TASK DIRECTIONS: Run through the records and, wherever a line holds the word "green", return that line.

EXCERPTED RECORDS:

○ ○ ○

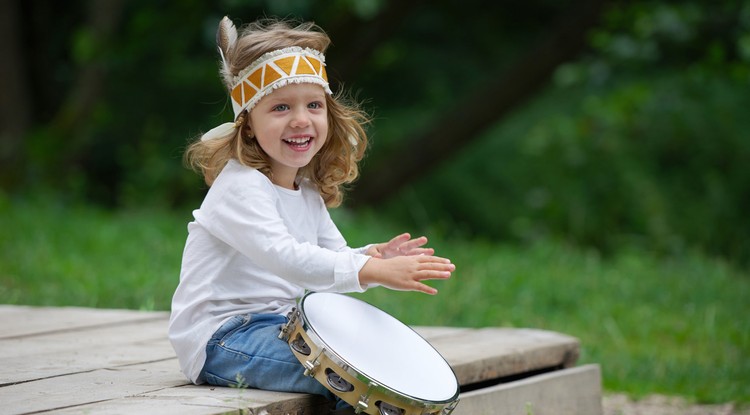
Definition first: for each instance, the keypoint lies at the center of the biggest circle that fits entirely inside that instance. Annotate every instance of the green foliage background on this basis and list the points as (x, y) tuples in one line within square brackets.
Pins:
[(612, 205)]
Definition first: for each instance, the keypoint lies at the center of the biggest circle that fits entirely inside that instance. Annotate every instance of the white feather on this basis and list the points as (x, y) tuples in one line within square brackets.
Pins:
[(226, 36)]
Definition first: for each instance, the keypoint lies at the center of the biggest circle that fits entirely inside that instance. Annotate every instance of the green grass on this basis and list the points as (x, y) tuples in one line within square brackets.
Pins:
[(675, 325)]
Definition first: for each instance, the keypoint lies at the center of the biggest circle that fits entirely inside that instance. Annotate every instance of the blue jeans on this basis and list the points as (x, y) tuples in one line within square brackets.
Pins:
[(246, 351)]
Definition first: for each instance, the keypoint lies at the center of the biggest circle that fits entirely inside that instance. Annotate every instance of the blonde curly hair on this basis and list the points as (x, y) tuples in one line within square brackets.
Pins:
[(335, 165)]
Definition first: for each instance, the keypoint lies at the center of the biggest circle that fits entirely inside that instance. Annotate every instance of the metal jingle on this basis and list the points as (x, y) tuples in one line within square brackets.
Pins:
[(337, 382), (388, 409)]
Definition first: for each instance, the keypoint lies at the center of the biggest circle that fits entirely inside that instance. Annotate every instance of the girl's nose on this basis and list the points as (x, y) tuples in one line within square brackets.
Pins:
[(300, 118)]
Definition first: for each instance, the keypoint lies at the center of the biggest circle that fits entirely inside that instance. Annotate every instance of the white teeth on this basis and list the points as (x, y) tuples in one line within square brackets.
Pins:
[(297, 140)]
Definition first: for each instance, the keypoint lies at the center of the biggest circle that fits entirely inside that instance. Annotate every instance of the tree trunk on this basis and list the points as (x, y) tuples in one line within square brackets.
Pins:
[(15, 102), (454, 129)]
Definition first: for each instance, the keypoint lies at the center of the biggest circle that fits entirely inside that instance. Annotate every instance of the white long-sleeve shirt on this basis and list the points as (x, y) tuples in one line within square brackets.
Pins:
[(254, 248)]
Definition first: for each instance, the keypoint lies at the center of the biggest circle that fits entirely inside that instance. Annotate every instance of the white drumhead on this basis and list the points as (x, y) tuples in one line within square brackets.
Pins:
[(379, 346)]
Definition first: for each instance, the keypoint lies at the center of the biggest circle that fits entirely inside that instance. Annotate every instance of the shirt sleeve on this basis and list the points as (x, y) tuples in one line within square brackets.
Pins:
[(244, 214)]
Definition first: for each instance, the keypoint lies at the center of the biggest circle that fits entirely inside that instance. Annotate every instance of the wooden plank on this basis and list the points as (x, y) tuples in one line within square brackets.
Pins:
[(205, 400), (19, 321), (78, 360), (65, 352), (94, 386), (573, 391), (478, 355)]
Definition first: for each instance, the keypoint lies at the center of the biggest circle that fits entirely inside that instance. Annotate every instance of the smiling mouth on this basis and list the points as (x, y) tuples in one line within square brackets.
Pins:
[(298, 143)]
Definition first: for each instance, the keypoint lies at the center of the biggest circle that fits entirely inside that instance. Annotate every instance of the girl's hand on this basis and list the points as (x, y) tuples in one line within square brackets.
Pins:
[(406, 273), (399, 246)]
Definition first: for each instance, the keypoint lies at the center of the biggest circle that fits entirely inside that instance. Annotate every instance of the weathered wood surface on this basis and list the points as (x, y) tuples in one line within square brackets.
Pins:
[(79, 360)]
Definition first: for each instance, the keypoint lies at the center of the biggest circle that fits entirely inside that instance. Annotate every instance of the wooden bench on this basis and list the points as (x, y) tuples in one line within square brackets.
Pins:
[(95, 361)]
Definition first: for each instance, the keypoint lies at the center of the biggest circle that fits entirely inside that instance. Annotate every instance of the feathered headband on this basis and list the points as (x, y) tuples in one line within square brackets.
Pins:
[(271, 71)]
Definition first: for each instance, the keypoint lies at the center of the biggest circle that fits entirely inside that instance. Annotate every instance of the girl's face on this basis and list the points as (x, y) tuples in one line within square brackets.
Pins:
[(291, 126)]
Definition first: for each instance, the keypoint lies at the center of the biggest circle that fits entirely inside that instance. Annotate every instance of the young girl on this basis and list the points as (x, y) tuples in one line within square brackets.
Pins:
[(263, 235)]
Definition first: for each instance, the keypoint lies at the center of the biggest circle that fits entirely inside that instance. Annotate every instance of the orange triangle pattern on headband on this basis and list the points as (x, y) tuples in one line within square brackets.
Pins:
[(274, 70)]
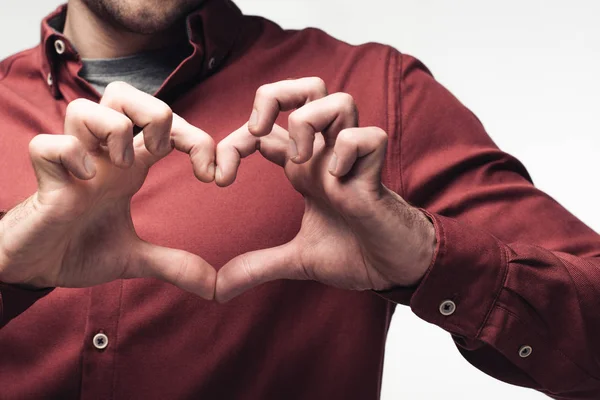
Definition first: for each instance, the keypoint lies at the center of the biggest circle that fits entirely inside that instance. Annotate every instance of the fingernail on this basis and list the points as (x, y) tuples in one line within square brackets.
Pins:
[(89, 166), (128, 155), (333, 164), (293, 151), (253, 121)]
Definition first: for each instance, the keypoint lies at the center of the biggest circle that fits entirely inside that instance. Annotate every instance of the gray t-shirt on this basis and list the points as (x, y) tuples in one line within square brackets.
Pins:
[(145, 71)]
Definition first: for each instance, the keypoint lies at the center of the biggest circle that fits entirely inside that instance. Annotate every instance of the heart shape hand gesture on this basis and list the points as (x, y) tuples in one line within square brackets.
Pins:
[(356, 234), (77, 230)]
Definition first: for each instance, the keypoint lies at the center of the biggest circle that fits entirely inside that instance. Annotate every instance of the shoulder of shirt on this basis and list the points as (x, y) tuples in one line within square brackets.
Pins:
[(319, 42), (9, 64)]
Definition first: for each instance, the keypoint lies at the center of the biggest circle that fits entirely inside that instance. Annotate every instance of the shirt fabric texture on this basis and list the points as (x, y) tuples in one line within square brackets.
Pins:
[(521, 270)]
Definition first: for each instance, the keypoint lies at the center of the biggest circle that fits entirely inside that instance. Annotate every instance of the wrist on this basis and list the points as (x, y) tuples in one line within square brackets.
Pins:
[(415, 240)]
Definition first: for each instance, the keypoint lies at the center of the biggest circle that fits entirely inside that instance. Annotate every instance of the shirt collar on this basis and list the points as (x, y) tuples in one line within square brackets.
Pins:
[(212, 30)]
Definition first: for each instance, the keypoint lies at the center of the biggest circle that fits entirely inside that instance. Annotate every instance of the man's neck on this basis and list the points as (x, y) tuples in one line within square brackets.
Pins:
[(95, 38)]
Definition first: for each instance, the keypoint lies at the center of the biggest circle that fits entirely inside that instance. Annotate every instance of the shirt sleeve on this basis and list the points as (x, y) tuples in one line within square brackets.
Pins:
[(15, 300), (515, 277)]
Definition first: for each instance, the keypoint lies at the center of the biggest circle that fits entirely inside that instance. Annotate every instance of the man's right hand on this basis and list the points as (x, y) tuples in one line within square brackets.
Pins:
[(76, 230)]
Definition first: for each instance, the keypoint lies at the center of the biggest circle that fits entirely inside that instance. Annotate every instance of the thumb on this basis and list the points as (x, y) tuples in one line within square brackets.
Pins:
[(180, 268), (254, 268)]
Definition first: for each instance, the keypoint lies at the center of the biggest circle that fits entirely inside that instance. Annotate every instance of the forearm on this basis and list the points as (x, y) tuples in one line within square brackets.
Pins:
[(522, 272), (522, 313)]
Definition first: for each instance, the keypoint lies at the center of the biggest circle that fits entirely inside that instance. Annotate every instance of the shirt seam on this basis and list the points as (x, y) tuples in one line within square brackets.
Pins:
[(553, 348), (400, 123), (504, 264)]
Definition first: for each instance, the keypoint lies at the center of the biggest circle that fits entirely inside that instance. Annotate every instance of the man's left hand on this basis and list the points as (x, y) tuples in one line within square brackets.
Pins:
[(356, 234)]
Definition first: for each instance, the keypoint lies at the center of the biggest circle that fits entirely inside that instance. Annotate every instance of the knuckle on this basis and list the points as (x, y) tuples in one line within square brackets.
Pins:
[(296, 118), (116, 87), (264, 91), (346, 102), (380, 135), (346, 136), (77, 107), (122, 126), (163, 112), (318, 84), (70, 146), (37, 145), (206, 141)]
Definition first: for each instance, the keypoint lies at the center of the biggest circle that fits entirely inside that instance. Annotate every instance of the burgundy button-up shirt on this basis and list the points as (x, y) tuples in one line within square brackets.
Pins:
[(515, 278)]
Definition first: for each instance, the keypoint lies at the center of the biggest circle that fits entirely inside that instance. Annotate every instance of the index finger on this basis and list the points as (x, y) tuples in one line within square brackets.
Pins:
[(276, 97), (152, 115), (241, 144)]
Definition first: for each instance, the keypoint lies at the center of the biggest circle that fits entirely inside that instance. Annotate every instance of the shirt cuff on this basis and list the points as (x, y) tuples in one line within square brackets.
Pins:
[(463, 282), (15, 300)]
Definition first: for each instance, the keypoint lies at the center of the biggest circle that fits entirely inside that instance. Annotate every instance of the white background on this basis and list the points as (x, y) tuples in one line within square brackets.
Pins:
[(527, 68)]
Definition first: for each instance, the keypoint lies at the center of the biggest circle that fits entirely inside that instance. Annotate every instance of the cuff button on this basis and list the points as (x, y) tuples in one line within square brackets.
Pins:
[(447, 308), (100, 341), (525, 351)]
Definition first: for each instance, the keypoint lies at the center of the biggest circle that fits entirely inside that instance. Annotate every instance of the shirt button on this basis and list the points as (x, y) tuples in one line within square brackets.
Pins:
[(100, 341), (59, 46), (525, 351), (212, 63), (447, 308)]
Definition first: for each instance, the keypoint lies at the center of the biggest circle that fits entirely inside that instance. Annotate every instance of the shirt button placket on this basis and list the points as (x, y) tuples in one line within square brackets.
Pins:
[(100, 343)]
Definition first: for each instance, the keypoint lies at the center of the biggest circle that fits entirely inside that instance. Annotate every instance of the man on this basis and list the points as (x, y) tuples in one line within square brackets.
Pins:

○ ○ ○

FINAL ANSWER:
Definition first: for each instance, the keypoint lies at the center of the biggest circle that fits entirely inside that instance. Annotate every instance of the green foliage background on this basis and list the points as (x, y) tuples in one line within square brackets.
Definition first: for each instance, the keypoint lies at the center of the biggest circle that fits entirely inside that instance. Annotate every instance of the green grass on this basis and list the points as (x, y) tuples in one line within square brackets.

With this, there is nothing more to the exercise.